> [WORK ORDER A]: In the game write-up, over how many days is Griftlands played?
> [WORK ORDER B]: Carry on the game write-up from its last sentence, keeping the same voice.

> [EXTRACT TO READ]:
────────────────

The first is Snowrunner; it was recently added to Game Pass so my friend and I have been playing through it.

Snowrunner is an near endless list of logistical tasks that are accomplished via work trucks. The trucks are all slow and hard to maneuver and all the game’s roads are busted and half paved at best. You’re constantly navigating mountains and ditches and rivers and impressively simulated mud and snow. Very few routes are straightforward, no waypoints are given, and it’s up to you to both explore the maps and plan the excursions yourself.

The game gleefully punishes you for every corner you try to cut. Your biggest setbacks are nearly always self-inflicted, but the game is the most fun when you’re trying to dig yourself out of a mess you created for yourself. The pacing is deliberate and there is a lot of mechanical skill to controlling the trucks, so there’s a natural urge to bite off a little more than you can chew.

The game is sometimes tense, sometimes meditative, and I’m still pretty engaged 30 hours in! If you liked Death Stranding for the uh “mechanics”, then you’d probably enjoy Snowrunner too.


The second is Griftlands.

Griftlands is a deck builder (obviously heavily inspired by Slay the Spire), but with a layer of board-game-esque mechanics that map to CRPG tropes. The game has 3 playable characters and each has it’s own storylines, map, cards, and NPCs to interact with.

The game is played over a series of 5 days. The hero will complete a variety of quests and random events throughout the day, which normally culminate in a larger confrontation at night. The quests often require fighting, negotiation, money/resources, or some combination therein. The quests can have multiple paths through them, places you can cross or double-cross the people you’re working for. You may be able convince someone to give you the maguffin, pay them off, or just beat them up for it. Or you might call on some NPCs you’ve befriended to do the dirty work for you.

Fighting and negotiation are handled via a card game, and there are separate decks and bespoke mechanics for each. Fighting is similar to Slay the Spire combat, but often you have computer controlled allies or pets to help you in battle. Enemies also have a “panic” meter where they’ll surrender after taking a certain amount of damage, and the game gives you the choice to execute them or not (which can have interpersonal or political consequences).

Negotiation operates under some of the same rules (you still play cards from a deck that cost actions), but instead of “fighting” you’re “deploying arguments” and reducing the resolve of your opponents core argument. Losing an argument does not end your game like a fight would, but you must find a way to restore your resolve if you want to negotiate again that day.

────────────────

> [PROVIDED RECORDS]:
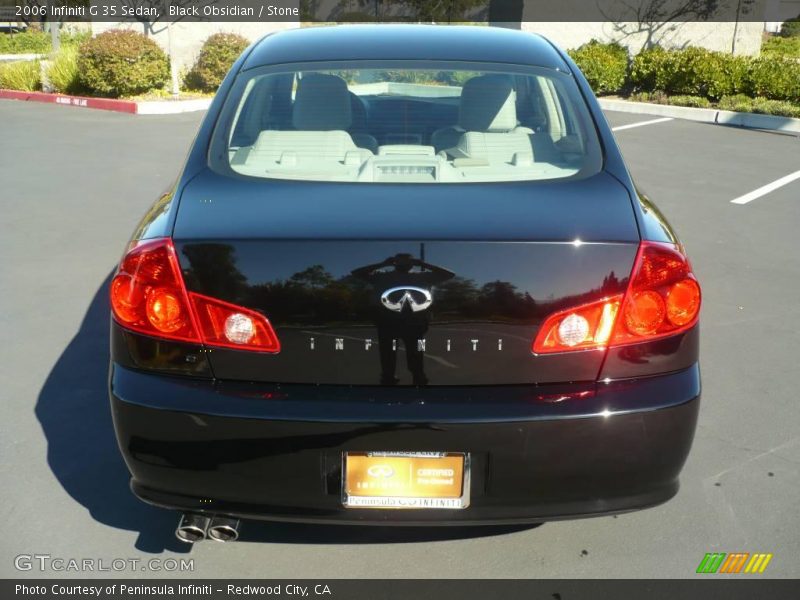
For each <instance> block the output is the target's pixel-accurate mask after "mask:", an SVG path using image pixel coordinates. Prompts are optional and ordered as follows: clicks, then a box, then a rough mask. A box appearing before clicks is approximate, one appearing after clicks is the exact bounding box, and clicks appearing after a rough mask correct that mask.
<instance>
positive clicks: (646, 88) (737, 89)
mask: <svg viewBox="0 0 800 600" xmlns="http://www.w3.org/2000/svg"><path fill="white" fill-rule="evenodd" d="M750 61H751V59H749V58H747V57H743V56H731V55H730V54H724V53H722V52H713V51H711V50H705V49H703V48H686V49H684V50H664V49H663V48H658V47H656V48H650V49H648V50H644V51H642V52H640V53H639V54H638V55H636V57H634V59H633V62H632V64H631V72H630V80H631V83H632V85H633V87H634V89H636V90H639V91H662V92H666V93H667V94H676V95H690V96H704V97H706V98H709V99H711V100H718V99H719V98H721V97H722V96H727V95H731V94H739V93H741V92H742V91H744V90H745V89H746V88H747V81H748V68H749V63H750Z"/></svg>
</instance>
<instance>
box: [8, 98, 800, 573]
mask: <svg viewBox="0 0 800 600" xmlns="http://www.w3.org/2000/svg"><path fill="white" fill-rule="evenodd" d="M608 117H609V120H610V122H611V124H612V126H615V127H619V126H622V125H629V124H632V123H635V122H643V121H648V120H653V119H655V118H656V117H652V116H648V115H627V114H626V115H623V114H614V113H610V114H609V115H608ZM199 119H200V115H198V114H186V115H176V116H168V117H134V116H128V115H121V114H116V113H105V112H102V111H90V110H84V109H76V108H66V107H60V106H53V105H37V104H28V103H20V102H10V101H0V123H2V134H1V135H2V138H0V190H2V192H0V222H1V223H2V233H1V234H0V256H2V258H3V260H2V261H0V299H2V304H1V306H2V309H3V310H2V311H0V328H2V339H3V344H2V345H0V364H1V365H2V367H1V369H2V370H1V371H0V396H2V397H1V398H0V407H1V408H0V410H2V436H0V456H2V457H3V460H2V461H0V485H2V489H3V502H2V504H0V518H1V519H2V522H3V524H4V526H3V530H4V535H3V537H2V542H0V576H2V577H14V576H20V575H22V576H28V575H32V576H43V575H44V576H64V575H67V576H69V575H73V576H84V575H86V576H91V575H92V573H86V574H78V573H62V572H52V571H51V572H47V573H43V574H42V573H38V572H36V571H33V572H29V573H20V572H18V571H16V570H15V568H14V564H13V563H14V557H15V556H17V555H20V554H37V553H38V554H49V555H51V556H53V557H65V558H94V559H103V560H104V561H106V562H107V563H110V561H111V560H113V559H115V558H123V559H127V558H138V559H141V560H143V561H146V560H149V559H151V558H159V559H162V560H163V559H164V558H166V557H176V556H182V557H184V558H187V557H188V558H191V559H193V561H194V569H195V571H194V573H182V574H181V573H173V572H165V571H148V572H147V573H139V574H146V575H148V576H154V577H156V576H176V575H185V576H191V577H198V576H199V577H233V576H239V577H276V578H278V577H317V578H327V577H433V578H440V577H565V578H580V577H689V576H692V575H693V574H694V571H695V569H696V567H697V565H698V563H699V562H700V560H701V559H702V557H703V555H704V554H705V553H706V552H712V551H719V552H769V553H773V554H774V558H773V559H772V562H771V563H770V565H769V568H768V570H767V572H766V573H765V575H764V576H774V577H797V576H798V575H800V569H799V568H798V566H797V565H798V563H797V556H798V554H800V519H798V515H800V494H799V493H798V491H800V416H798V414H799V413H798V410H797V402H798V399H797V392H796V390H795V387H794V385H795V380H796V377H797V373H798V368H797V349H798V347H800V327H798V323H800V238H798V236H797V229H798V225H800V202H799V201H798V199H799V198H800V180H795V181H793V182H790V183H787V184H786V185H784V186H783V187H780V188H778V189H776V190H774V191H772V192H770V193H768V194H766V195H763V196H761V197H759V198H758V199H756V200H753V201H752V202H750V203H748V204H744V205H737V204H732V203H731V200H733V199H735V198H737V197H740V196H742V195H743V194H746V193H748V192H750V191H752V190H754V189H757V188H760V187H761V186H764V185H766V184H769V183H770V182H773V181H776V180H779V179H780V178H782V177H785V176H786V175H788V174H790V173H792V172H795V171H797V169H798V168H800V166H799V165H800V160H798V159H799V158H800V138H797V137H792V136H786V135H776V134H771V133H764V132H758V131H744V130H739V129H732V128H725V127H720V126H715V125H706V124H700V123H693V122H686V121H679V120H673V121H666V122H659V123H653V124H649V125H642V126H639V127H634V128H626V129H619V130H618V131H617V133H616V135H617V139H618V140H619V143H620V145H621V147H622V149H623V152H624V154H625V156H626V158H627V160H628V163H629V166H630V168H631V171H632V173H633V175H634V177H635V178H636V180H637V182H638V184H639V185H640V186H641V188H642V189H643V190H644V191H645V192H646V193H648V194H649V195H650V196H651V197H652V198H653V199H654V200H655V201H656V202H657V203H658V205H659V207H660V208H661V209H662V210H663V212H664V213H665V214H666V215H667V217H668V218H669V219H670V221H671V222H672V223H673V224H674V225H675V226H676V228H677V230H678V232H679V233H680V234H681V235H682V238H683V241H684V243H685V245H686V247H687V249H688V251H689V253H690V256H691V258H692V261H693V263H694V267H695V270H696V272H697V273H698V276H699V278H700V280H701V282H702V285H703V293H704V308H703V316H702V330H703V334H702V369H703V377H704V379H703V384H704V390H703V404H702V408H701V415H700V423H699V428H698V432H697V436H696V439H695V444H694V448H693V450H692V453H691V455H690V457H689V460H688V463H687V465H686V468H685V470H684V473H683V477H682V488H681V491H680V493H679V494H678V496H677V497H676V498H674V499H673V500H671V501H670V502H668V503H666V504H665V505H662V506H660V507H657V508H653V509H650V510H646V511H641V512H637V513H632V514H628V515H620V516H618V517H608V518H599V519H589V520H583V521H571V522H561V523H548V524H545V525H543V526H540V527H538V528H535V529H516V530H513V529H512V530H509V529H476V530H473V529H466V530H464V529H460V528H456V529H450V528H445V529H434V530H408V529H390V530H388V531H387V530H383V529H380V528H362V529H359V528H350V527H320V526H300V525H274V524H259V525H253V526H250V525H249V524H248V526H247V528H246V529H245V530H244V531H243V538H244V541H242V542H239V543H236V544H228V545H224V546H223V545H220V544H213V543H210V542H209V543H203V544H200V545H198V546H197V547H195V548H192V549H191V552H190V553H188V552H189V550H188V549H187V548H185V547H182V546H181V545H180V544H179V543H178V542H176V541H174V540H173V529H174V526H175V524H176V517H175V516H174V515H173V514H171V513H169V512H166V511H162V510H159V509H156V508H151V507H148V506H145V505H143V504H141V503H139V502H138V501H137V500H135V499H134V498H133V497H132V496H131V495H130V493H129V492H128V488H127V472H126V470H125V466H124V464H123V462H122V460H121V459H120V458H119V455H118V452H117V448H116V445H115V441H114V437H113V433H112V430H111V419H110V416H109V414H108V408H107V398H106V381H105V371H106V361H107V354H108V342H107V320H108V308H107V302H106V296H105V289H104V286H105V285H106V283H107V280H108V276H109V274H110V272H111V270H112V269H113V268H114V266H115V263H116V261H117V260H118V258H119V256H120V254H121V252H122V250H123V247H124V245H125V240H126V239H127V236H128V235H129V234H130V232H131V231H132V229H133V227H134V225H135V223H136V221H137V220H138V218H139V217H140V216H141V214H143V212H144V211H145V209H146V208H147V206H148V205H149V203H150V202H151V201H152V200H153V199H154V198H155V197H156V196H157V195H158V194H159V193H160V192H161V191H162V190H163V189H164V188H165V187H166V186H168V185H169V184H170V181H171V178H172V177H173V176H174V175H175V174H176V173H177V170H178V168H179V165H180V164H181V162H182V160H183V157H184V156H185V153H186V150H187V148H188V145H189V143H190V142H191V139H192V136H193V134H194V132H195V130H196V127H197V124H198V123H199ZM610 443H613V440H611V441H610ZM579 451H580V448H576V452H579ZM187 553H188V554H187ZM139 568H141V567H139ZM99 574H100V575H104V576H109V575H120V576H130V575H131V573H130V572H127V571H123V572H119V573H116V572H103V573H99Z"/></svg>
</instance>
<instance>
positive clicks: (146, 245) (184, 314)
mask: <svg viewBox="0 0 800 600" xmlns="http://www.w3.org/2000/svg"><path fill="white" fill-rule="evenodd" d="M111 309H112V311H113V313H114V317H115V318H116V319H117V321H118V322H119V323H120V324H121V325H123V326H124V327H126V328H128V329H131V330H133V331H136V332H139V333H144V334H146V335H152V336H156V337H164V338H168V339H171V340H181V341H187V342H199V341H200V338H199V337H198V333H197V327H196V326H195V323H194V319H193V317H192V312H191V310H190V308H189V300H188V298H187V296H186V291H185V289H184V286H183V279H182V278H181V274H180V269H179V267H178V259H177V258H176V256H175V249H174V248H173V247H172V243H170V242H169V240H161V239H159V240H150V241H146V242H140V243H137V244H135V245H134V246H133V247H132V248H131V249H130V250H129V251H128V253H127V254H126V255H125V256H124V257H123V259H122V262H121V263H120V265H119V269H118V270H117V274H116V275H115V276H114V279H112V280H111Z"/></svg>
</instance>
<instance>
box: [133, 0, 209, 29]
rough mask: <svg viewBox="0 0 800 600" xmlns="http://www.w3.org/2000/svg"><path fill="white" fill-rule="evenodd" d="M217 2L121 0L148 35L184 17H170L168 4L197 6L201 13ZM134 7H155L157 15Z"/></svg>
mask: <svg viewBox="0 0 800 600" xmlns="http://www.w3.org/2000/svg"><path fill="white" fill-rule="evenodd" d="M218 2H219V0H121V3H122V5H123V6H125V7H126V8H127V9H128V10H129V11H130V12H129V14H131V15H133V18H134V19H135V20H136V21H138V22H139V23H141V24H142V29H143V30H144V34H145V35H148V36H150V35H155V34H157V33H161V32H162V31H164V30H165V29H166V28H167V27H168V24H169V23H177V22H179V21H183V20H184V19H185V18H186V15H184V16H178V17H170V16H169V7H170V6H174V7H176V8H189V7H192V6H194V7H197V10H198V11H200V12H201V13H202V12H203V8H204V7H206V6H211V5H213V4H217V3H218ZM135 8H145V9H157V10H156V15H157V16H156V17H150V16H145V15H146V14H147V13H149V12H151V11H149V10H145V11H140V12H138V13H137V12H135V11H134V9H135ZM179 12H183V11H179ZM159 23H161V24H162V25H163V26H162V27H161V28H160V29H156V26H157V24H159Z"/></svg>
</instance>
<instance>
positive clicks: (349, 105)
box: [231, 73, 372, 168]
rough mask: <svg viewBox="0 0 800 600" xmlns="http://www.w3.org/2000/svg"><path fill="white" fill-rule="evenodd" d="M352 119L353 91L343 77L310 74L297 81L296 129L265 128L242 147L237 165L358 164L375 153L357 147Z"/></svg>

────────────────

> [RESPONSE BOX A]: A series of five days.

> [RESPONSE BOX B]:
The game keeps track of your relationship status with each NPC you meet, and these relationships have mechanical consequences in addition to story consequences. If a fight breaks out in a bar and a person that likes you is present, they’ll hop in to help you as an ally in the fight. If you’re trying to haggle for a better price and someone is present that hates you, they might try to belittle you during the negotiation.

Additionally, if someone loves you, you get a permanent buff regardless of where that person is in the world. These can range from discounts in shops, automatically deployed arguments in negotiations, buffs during combat, etc. If someone hates you, you receive a permanent debuff in the same vein. One fun wrinkle in this system: if you kill someone that hates you, you can get rid of that debuff and gain a unqiue item that was on their person, but killing can have other interpersonal consequences.

Finally, the way the game handles character/stat progression feels pretty natural. Cards each have their own XP meter, and playing a card increases that meter by one. Once that meter fills, you get to pick one of two upgrades for that card. Additionally, winning battles gets you more battle cards, and winning negotiations gets you more negotiation cards. The game effectively improves the actions that you perform the most, and so you can try to either min-max and try to solve everything with one deck, or try to spread out your XP to give you a larger number of viable options in quests.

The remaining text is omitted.